__SUPPLIED TEXT__.
An online work in progress under the direction of Vassar’s College Historian

Banner image: Ella Weed, ca. 1885

Ella Weed ’1873

Ella Weed, ca. 1885

A few months after Ella Weed’s death in 1894, a Vassar alumna, Belle Ward ‘88, praised Weed in the Vassar Miscellany: “There is not one among us who is not better for having known of such a woman. One who accomplished so much in such simple deeds; simple, yet in their very simplicity most great.” Weed made her influential and progressive work in education seem simple because she was so eminently successful. She dedicated her life to advancing and developing higher education for females, working at nascent women’s institutions to carve out a broader educational space for women and prove that they have the same intellectual capacity as men.

__DATA ENTRIES__.
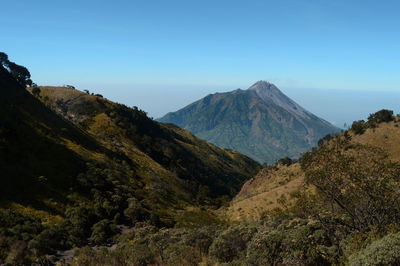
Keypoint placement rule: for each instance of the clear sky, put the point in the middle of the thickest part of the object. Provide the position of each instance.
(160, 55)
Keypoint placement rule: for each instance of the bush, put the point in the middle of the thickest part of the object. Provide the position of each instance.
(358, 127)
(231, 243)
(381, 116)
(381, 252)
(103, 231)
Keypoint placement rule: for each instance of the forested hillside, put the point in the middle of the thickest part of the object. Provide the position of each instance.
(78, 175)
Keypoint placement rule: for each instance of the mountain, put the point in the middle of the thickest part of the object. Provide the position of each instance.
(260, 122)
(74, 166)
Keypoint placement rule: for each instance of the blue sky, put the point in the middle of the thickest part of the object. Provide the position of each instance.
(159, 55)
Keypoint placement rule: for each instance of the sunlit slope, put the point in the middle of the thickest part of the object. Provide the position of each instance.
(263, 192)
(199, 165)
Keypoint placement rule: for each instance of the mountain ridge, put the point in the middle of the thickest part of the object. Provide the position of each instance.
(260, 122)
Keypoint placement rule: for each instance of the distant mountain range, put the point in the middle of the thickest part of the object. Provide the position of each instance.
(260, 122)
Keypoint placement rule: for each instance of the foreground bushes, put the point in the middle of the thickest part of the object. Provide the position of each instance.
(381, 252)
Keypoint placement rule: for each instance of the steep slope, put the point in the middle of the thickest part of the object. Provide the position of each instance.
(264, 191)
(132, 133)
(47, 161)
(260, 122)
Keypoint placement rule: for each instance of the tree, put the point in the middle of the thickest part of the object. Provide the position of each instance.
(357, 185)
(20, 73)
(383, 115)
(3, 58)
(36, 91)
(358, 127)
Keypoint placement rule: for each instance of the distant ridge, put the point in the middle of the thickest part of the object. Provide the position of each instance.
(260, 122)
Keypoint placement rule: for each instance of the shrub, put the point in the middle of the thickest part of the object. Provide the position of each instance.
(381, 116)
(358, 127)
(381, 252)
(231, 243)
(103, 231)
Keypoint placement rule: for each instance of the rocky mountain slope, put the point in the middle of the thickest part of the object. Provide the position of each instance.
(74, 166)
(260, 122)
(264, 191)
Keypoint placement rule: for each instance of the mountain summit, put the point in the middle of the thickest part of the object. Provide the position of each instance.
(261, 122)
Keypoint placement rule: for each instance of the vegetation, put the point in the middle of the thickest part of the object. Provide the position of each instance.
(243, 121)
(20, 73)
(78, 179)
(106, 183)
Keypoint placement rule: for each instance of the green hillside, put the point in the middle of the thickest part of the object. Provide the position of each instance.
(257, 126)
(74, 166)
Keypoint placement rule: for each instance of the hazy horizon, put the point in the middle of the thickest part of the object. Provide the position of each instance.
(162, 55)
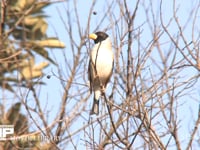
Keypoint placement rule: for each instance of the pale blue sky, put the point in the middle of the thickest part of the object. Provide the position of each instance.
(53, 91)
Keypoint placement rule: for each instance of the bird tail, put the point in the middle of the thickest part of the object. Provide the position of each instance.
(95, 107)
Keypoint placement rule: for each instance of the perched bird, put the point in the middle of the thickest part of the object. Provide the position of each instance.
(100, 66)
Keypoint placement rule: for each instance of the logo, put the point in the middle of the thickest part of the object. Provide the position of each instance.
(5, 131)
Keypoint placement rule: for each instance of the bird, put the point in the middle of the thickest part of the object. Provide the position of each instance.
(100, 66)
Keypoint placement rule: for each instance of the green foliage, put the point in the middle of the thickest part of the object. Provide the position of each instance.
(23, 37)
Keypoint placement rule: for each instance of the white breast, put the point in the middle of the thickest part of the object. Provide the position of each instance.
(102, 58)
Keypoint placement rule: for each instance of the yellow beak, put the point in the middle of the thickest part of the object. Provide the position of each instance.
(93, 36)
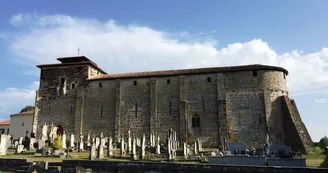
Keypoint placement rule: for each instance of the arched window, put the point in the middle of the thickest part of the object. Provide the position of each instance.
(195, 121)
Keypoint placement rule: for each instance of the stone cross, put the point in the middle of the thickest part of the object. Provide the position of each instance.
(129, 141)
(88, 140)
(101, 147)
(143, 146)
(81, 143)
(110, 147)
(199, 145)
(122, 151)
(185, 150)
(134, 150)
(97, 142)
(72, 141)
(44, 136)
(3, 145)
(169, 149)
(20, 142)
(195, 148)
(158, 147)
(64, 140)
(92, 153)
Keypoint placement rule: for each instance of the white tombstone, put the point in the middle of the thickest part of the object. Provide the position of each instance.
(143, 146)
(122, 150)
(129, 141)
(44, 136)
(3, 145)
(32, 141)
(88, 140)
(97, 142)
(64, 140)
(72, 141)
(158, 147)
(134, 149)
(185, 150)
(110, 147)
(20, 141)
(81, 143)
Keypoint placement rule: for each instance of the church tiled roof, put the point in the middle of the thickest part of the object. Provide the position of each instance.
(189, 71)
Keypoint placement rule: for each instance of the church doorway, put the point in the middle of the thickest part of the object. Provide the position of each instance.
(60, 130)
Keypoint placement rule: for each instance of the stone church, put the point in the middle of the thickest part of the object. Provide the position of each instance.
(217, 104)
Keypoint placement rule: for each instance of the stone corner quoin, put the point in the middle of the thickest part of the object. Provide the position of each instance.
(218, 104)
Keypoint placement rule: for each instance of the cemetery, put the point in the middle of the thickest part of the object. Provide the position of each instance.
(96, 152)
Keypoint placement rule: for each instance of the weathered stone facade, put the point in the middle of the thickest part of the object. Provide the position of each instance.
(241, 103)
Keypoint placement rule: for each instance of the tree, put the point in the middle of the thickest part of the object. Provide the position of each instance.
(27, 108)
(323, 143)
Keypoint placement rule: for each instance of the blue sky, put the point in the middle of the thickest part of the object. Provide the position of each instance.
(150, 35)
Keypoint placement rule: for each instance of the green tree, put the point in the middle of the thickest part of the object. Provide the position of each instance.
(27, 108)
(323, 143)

__INSTRUCTIONS__.
(1) Answer these questions from the text on Ella Weed:
(a) Under whose direction is the online work in progress?
(b) Around what year was the image of Ella Weed made?
(c) In which publication did Belle Ward praise Weed?
(2) In the text on Ella Weed, rewrite the paragraph beginning "A few months after Ella Weed’s death" as a short bulleted list that keeps its main facts.

__ANSWERS TO EACH TASK__.
(1)
(a) Vassar’s College Historian
(b) Around 1885
(c) The Vassar Miscellany

(2)
- A few months after Weed died in 1894, Belle Ward, a Vassar alumna, praised her in the Vassar Miscellany as a woman who accomplished much through simple deeds.
- Weed was so successful that her influential, progressive work in education seemed simple.
- She devoted her life to advancing and developing higher education for women.
- She worked at new women’s institutions to widen women’s place in education and to prove their intellectual capacity equal to men’s.